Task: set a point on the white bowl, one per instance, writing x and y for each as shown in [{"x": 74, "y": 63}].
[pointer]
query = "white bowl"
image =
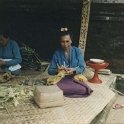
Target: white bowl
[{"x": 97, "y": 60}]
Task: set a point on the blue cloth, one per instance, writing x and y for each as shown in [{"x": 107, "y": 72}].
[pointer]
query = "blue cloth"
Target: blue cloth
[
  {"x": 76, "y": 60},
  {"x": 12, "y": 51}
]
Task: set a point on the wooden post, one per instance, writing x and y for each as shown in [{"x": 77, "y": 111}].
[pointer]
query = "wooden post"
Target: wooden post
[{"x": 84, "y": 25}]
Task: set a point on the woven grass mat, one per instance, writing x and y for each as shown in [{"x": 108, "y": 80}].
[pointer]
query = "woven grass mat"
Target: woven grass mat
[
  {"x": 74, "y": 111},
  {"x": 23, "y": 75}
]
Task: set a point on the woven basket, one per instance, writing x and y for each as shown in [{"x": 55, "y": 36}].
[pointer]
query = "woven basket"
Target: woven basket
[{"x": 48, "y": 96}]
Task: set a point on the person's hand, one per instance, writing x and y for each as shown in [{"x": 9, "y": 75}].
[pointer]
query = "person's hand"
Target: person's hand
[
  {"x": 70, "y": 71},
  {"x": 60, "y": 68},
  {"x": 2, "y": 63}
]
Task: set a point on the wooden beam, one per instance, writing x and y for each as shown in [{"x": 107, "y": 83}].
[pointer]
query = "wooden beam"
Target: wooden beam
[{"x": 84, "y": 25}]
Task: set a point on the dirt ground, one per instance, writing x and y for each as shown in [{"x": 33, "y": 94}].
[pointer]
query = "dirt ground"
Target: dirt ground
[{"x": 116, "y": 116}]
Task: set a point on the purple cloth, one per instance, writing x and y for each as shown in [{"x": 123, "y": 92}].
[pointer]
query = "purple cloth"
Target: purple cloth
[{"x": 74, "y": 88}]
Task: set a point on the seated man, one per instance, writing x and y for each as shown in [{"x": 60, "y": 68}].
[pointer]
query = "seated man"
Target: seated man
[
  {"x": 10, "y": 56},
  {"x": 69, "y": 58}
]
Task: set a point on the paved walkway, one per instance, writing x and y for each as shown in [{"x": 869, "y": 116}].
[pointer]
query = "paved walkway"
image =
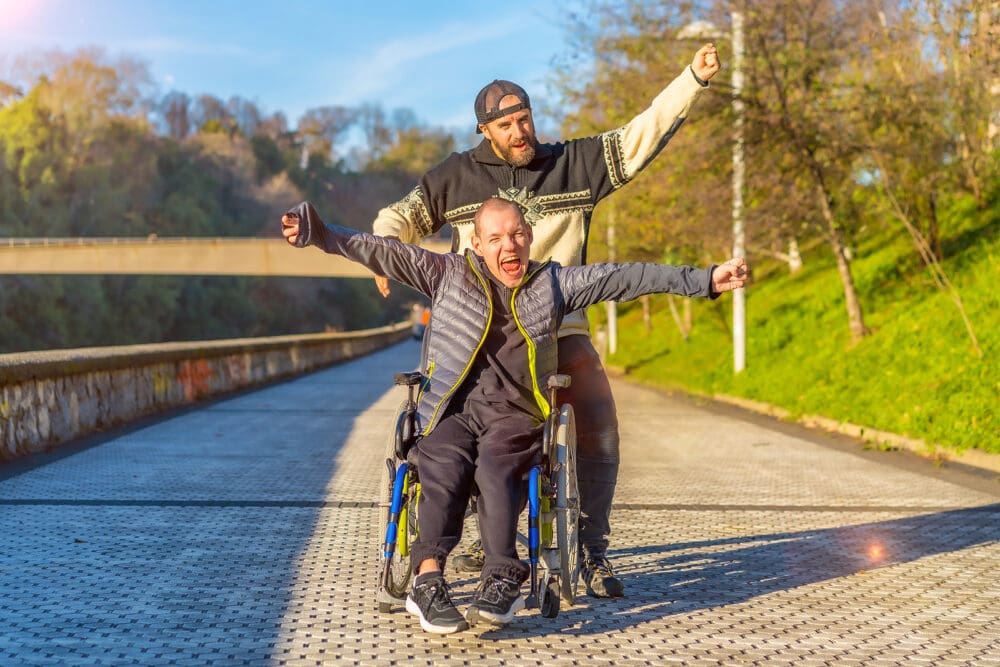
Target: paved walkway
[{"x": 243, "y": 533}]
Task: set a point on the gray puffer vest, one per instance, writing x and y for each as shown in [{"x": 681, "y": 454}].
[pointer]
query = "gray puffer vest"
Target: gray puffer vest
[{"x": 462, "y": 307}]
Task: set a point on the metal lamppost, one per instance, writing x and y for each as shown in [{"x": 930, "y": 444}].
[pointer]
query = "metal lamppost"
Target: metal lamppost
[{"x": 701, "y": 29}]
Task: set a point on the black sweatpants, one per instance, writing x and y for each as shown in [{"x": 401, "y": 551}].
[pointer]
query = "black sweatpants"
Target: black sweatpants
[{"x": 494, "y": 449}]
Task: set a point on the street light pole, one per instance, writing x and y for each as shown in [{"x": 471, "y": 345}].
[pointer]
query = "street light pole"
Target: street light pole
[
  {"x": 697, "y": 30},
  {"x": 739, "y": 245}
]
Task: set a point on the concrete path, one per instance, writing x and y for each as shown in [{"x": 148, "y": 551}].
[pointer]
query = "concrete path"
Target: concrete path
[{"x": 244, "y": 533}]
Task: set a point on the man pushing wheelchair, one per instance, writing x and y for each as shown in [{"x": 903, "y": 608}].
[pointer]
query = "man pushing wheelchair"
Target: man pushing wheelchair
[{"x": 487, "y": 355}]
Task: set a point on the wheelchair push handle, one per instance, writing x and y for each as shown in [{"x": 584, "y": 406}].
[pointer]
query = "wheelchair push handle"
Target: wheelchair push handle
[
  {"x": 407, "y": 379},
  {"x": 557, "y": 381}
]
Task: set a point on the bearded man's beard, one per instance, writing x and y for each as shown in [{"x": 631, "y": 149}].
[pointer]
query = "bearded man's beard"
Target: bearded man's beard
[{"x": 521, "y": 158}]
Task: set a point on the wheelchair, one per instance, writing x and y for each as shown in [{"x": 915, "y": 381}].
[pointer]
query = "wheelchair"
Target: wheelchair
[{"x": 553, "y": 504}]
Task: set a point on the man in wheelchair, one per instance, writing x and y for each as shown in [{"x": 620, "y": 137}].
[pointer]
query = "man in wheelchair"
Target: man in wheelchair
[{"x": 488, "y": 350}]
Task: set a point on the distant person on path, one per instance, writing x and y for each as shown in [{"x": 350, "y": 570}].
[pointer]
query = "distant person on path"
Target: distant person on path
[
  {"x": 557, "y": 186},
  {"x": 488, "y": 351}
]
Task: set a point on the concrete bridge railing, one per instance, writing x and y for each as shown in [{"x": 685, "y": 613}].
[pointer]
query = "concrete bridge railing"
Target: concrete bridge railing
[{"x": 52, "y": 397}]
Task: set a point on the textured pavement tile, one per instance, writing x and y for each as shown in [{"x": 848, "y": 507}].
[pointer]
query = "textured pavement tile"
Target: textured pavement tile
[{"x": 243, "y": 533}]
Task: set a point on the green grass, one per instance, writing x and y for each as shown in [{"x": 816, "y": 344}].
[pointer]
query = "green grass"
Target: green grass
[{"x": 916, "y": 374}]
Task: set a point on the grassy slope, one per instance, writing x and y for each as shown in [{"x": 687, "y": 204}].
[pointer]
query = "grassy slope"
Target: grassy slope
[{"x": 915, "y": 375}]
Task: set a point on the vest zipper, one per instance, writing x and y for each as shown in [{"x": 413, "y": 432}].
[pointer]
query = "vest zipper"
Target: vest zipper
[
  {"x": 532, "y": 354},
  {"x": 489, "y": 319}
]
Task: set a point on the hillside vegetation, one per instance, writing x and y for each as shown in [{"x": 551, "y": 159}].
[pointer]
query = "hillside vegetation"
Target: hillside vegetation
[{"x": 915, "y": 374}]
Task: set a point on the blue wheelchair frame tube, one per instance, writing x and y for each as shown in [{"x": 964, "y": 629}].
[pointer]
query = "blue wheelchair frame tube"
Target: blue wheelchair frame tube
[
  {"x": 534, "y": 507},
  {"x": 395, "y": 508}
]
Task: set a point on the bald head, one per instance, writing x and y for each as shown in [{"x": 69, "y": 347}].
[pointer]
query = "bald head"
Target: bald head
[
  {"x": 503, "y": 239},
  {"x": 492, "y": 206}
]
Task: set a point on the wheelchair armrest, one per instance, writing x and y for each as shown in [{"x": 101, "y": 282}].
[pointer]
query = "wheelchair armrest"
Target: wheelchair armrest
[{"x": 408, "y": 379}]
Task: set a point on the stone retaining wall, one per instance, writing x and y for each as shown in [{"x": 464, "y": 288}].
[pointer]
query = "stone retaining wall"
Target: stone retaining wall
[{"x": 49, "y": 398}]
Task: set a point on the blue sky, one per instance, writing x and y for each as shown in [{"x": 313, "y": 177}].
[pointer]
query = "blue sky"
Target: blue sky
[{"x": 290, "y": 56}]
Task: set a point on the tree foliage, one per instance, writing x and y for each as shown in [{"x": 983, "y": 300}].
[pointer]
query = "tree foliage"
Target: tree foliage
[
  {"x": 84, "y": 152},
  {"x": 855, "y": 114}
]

^^^^^^^^^^^^^^^^

### EXERCISE
Lay out every line of the records above as a Markdown table with the columns "Row" and "Line", numbering the rows in order and leaving out blank lines. Leave the pictures out of the answer.

### EXERCISE RESULT
| Row | Line |
|---|---|
| 1 | Task: set a point on the white bowl, one per instance, writing x and y for each as shown in [{"x": 74, "y": 63}]. |
| 2 | [pointer] |
| 3 | query = "white bowl" |
| 4 | image = |
| 5 | Target: white bowl |
| 6 | [{"x": 97, "y": 60}] |
| 7 | Task: set a point on the blue cloth, one per instance, writing x and y for each as shown in [{"x": 107, "y": 72}]. |
| 8 | [pointer] |
| 9 | query = "blue cloth" |
| 10 | Target: blue cloth |
| 11 | [ |
| 12 |   {"x": 76, "y": 60}, |
| 13 |   {"x": 12, "y": 51} |
| 14 | ] |
| 15 | Task: set a point on the wooden post, one per instance, writing x and y for each as shown in [{"x": 77, "y": 111}]. |
| 16 | [pointer] |
| 17 | query = "wooden post" |
| 18 | Target: wooden post |
| 19 | [{"x": 84, "y": 25}] |
| 20 | Task: set a point on the woven grass mat, one per instance, writing x and y for each as shown in [{"x": 108, "y": 80}]. |
| 21 | [pointer] |
| 22 | query = "woven grass mat" |
| 23 | Target: woven grass mat |
| 24 | [ |
| 25 |   {"x": 74, "y": 111}, |
| 26 |   {"x": 23, "y": 75} |
| 27 | ] |
| 28 | Task: set a point on the woven basket, one per instance, writing x and y for each as shown in [{"x": 55, "y": 36}]. |
| 29 | [pointer] |
| 30 | query = "woven basket" |
| 31 | Target: woven basket |
| 32 | [{"x": 48, "y": 96}] |
| 33 | Task: set a point on the person's hand, one per instance, writing x and y for each as shown in [{"x": 9, "y": 75}]. |
| 34 | [pointer] |
| 35 | query = "person's hand" |
| 36 | Target: person's hand |
| 37 | [ |
| 38 |   {"x": 70, "y": 71}, |
| 39 |   {"x": 60, "y": 68}, |
| 40 |   {"x": 2, "y": 63} |
| 41 | ] |
| 42 | Task: set a point on the wooden beam, one per instance, writing x and y for each as shown in [{"x": 107, "y": 83}]. |
| 43 | [pointer] |
| 44 | query = "wooden beam" |
| 45 | Target: wooden beam |
| 46 | [{"x": 84, "y": 25}] |
| 47 | Task: set a point on the dirt ground, one per instance, writing x and y for each as shown in [{"x": 33, "y": 94}]. |
| 48 | [pointer] |
| 49 | query = "dirt ground" |
| 50 | Target: dirt ground |
| 51 | [{"x": 116, "y": 116}] |
| 52 | Task: set a point on the purple cloth, one per instance, writing x and y for each as shown in [{"x": 123, "y": 92}]. |
| 53 | [pointer] |
| 54 | query = "purple cloth" |
| 55 | Target: purple cloth |
| 56 | [{"x": 74, "y": 88}] |
| 57 | Task: set a point on the seated man, one per instance, writing x and y for each as shown in [{"x": 60, "y": 68}]. |
| 58 | [pointer] |
| 59 | query = "seated man" |
| 60 | Target: seated man |
| 61 | [ |
| 62 |   {"x": 10, "y": 56}, |
| 63 |   {"x": 69, "y": 58} |
| 64 | ] |
| 65 | Task: set a point on the paved walkway, one per instance, writing x and y for each as shown in [{"x": 869, "y": 116}]. |
| 66 | [pointer] |
| 67 | query = "paved walkway" |
| 68 | image = |
| 69 | Target: paved walkway |
| 70 | [{"x": 243, "y": 533}] |
| 71 | Task: set a point on the gray puffer vest, one per instance, writing x and y for each as shown in [{"x": 681, "y": 454}]. |
| 72 | [pointer] |
| 73 | query = "gray puffer vest" |
| 74 | Target: gray puffer vest |
| 75 | [{"x": 462, "y": 307}] |
| 76 | Task: set a point on the metal lamppost, one per instance, writing x and y for each as shown in [{"x": 930, "y": 444}]. |
| 77 | [pointer] |
| 78 | query = "metal lamppost" |
| 79 | Target: metal lamppost |
| 80 | [{"x": 701, "y": 29}] |
| 81 | Task: set a point on the black sweatpants, one per instance, writing x and y for each as shown in [{"x": 401, "y": 551}]. |
| 82 | [pointer] |
| 83 | query = "black sweatpants" |
| 84 | Target: black sweatpants |
| 85 | [{"x": 494, "y": 449}] |
| 86 | Task: set a point on the street light pole, one per instance, writing x and y for each as shown in [{"x": 471, "y": 345}]. |
| 87 | [pointer] |
| 88 | query = "street light pole" |
| 89 | Target: street light pole |
| 90 | [ |
| 91 |   {"x": 697, "y": 30}, |
| 92 |   {"x": 739, "y": 245} |
| 93 | ] |
| 94 | Task: set a point on the concrete path, one per instance, writing x and y for each as shown in [{"x": 148, "y": 551}]. |
| 95 | [pointer] |
| 96 | query = "concrete path" |
| 97 | Target: concrete path |
| 98 | [{"x": 244, "y": 533}] |
| 99 | Task: set a point on the man pushing wheelchair, one per instance, writing x and y for each as shown in [{"x": 903, "y": 608}]. |
| 100 | [pointer] |
| 101 | query = "man pushing wheelchair" |
| 102 | Target: man pushing wheelchair |
| 103 | [{"x": 487, "y": 355}] |
| 104 | Task: set a point on the wheelchair push handle, one per instance, writing x and y for each as shown in [{"x": 584, "y": 406}]. |
| 105 | [pointer] |
| 106 | query = "wheelchair push handle" |
| 107 | Target: wheelchair push handle |
| 108 | [ |
| 109 |   {"x": 407, "y": 379}, |
| 110 |   {"x": 557, "y": 381} |
| 111 | ] |
| 112 | Task: set a point on the bearded man's beard, one per instance, writing x and y for each as shown in [{"x": 631, "y": 149}]. |
| 113 | [pointer] |
| 114 | query = "bearded man's beard" |
| 115 | Target: bearded man's beard |
| 116 | [{"x": 521, "y": 158}] |
| 117 | Task: set a point on the wheelchair, one per instance, writing x and y for each as shown in [{"x": 915, "y": 381}]. |
| 118 | [pointer] |
| 119 | query = "wheelchair" |
| 120 | Target: wheelchair |
| 121 | [{"x": 553, "y": 504}] |
| 122 | Task: set a point on the man in wheelchair, one per instance, writing x and y for each as shown in [{"x": 620, "y": 137}]. |
| 123 | [pointer] |
| 124 | query = "man in wheelchair" |
| 125 | Target: man in wheelchair |
| 126 | [{"x": 488, "y": 350}] |
| 127 | Task: set a point on the distant person on path, one per instance, writing x and y for each as shown in [{"x": 350, "y": 570}]. |
| 128 | [pointer] |
| 129 | query = "distant person on path" |
| 130 | Target: distant person on path |
| 131 | [ |
| 132 |   {"x": 557, "y": 186}, |
| 133 |   {"x": 488, "y": 351} |
| 134 | ] |
| 135 | Task: set a point on the concrete bridge railing, one per instance, writing x and y for each as shown in [{"x": 685, "y": 613}]. |
| 136 | [pointer] |
| 137 | query = "concrete bridge railing" |
| 138 | Target: concrete bridge railing |
| 139 | [{"x": 52, "y": 397}] |
| 140 | Task: set a point on the textured pavement tile, one per instance, writing x and y for each as shown in [{"x": 848, "y": 507}]. |
| 141 | [pointer] |
| 142 | query = "textured pavement tile" |
| 143 | Target: textured pavement tile |
| 144 | [{"x": 243, "y": 533}] |
| 145 | Task: set a point on the green grass, one per instance, writing x and y for each as shown in [{"x": 816, "y": 344}]. |
| 146 | [pointer] |
| 147 | query = "green grass" |
| 148 | Target: green grass |
| 149 | [{"x": 916, "y": 374}] |
| 150 | Task: set a point on the grassy slope, one per instance, writing x and y for each as shown in [{"x": 687, "y": 204}]. |
| 151 | [pointer] |
| 152 | query = "grassy slope" |
| 153 | Target: grassy slope |
| 154 | [{"x": 915, "y": 375}] |
| 155 | Task: set a point on the vest zipper, one per instance, writing x and y for each as shown in [{"x": 413, "y": 432}]. |
| 156 | [pointer] |
| 157 | query = "vest zipper" |
| 158 | Target: vest zipper |
| 159 | [ |
| 160 |   {"x": 532, "y": 354}, |
| 161 |   {"x": 489, "y": 319} |
| 162 | ] |
| 163 | Task: set a point on the hillside vegetation, one per instance, writing x and y for each as shown in [{"x": 551, "y": 159}]. |
| 164 | [pointer] |
| 165 | query = "hillside vegetation" |
| 166 | Target: hillside vegetation |
| 167 | [{"x": 915, "y": 374}] |
| 168 | Task: set a point on the blue wheelchair frame tube, one per instance, writing x and y for each as shown in [{"x": 964, "y": 629}]. |
| 169 | [pointer] |
| 170 | query = "blue wheelchair frame tube" |
| 171 | Target: blue wheelchair frame tube |
| 172 | [ |
| 173 |   {"x": 534, "y": 507}, |
| 174 |   {"x": 395, "y": 508} |
| 175 | ] |
| 176 | Task: set a point on the bald head, one per instance, writing x and y for each as shown in [{"x": 69, "y": 347}]. |
| 177 | [pointer] |
| 178 | query = "bald head" |
| 179 | Target: bald head |
| 180 | [ |
| 181 |   {"x": 503, "y": 239}, |
| 182 |   {"x": 492, "y": 206} |
| 183 | ] |
| 184 | Task: set a point on the wheelchair armrest, one per instance, writing x and y for each as shown in [{"x": 101, "y": 282}]. |
| 185 | [pointer] |
| 186 | query = "wheelchair armrest" |
| 187 | Target: wheelchair armrest |
| 188 | [{"x": 408, "y": 379}] |
| 189 | Task: set a point on the stone retaining wall, one per instance, writing x and y for each as shown in [{"x": 464, "y": 288}]. |
| 190 | [pointer] |
| 191 | query = "stone retaining wall" |
| 192 | Target: stone retaining wall |
| 193 | [{"x": 49, "y": 398}] |
| 194 | Task: set a point on the blue sky, one per instance, writing x and y for each as shown in [{"x": 313, "y": 177}]. |
| 195 | [pointer] |
| 196 | query = "blue sky" |
| 197 | Target: blue sky |
| 198 | [{"x": 290, "y": 56}] |
| 199 | Task: set a point on the tree foliage, one per instance, writing x and y for each as shown in [{"x": 983, "y": 300}]. |
| 200 | [pointer] |
| 201 | query = "tree foliage" |
| 202 | Target: tree foliage |
| 203 | [ |
| 204 |   {"x": 84, "y": 152}, |
| 205 |   {"x": 855, "y": 114} |
| 206 | ] |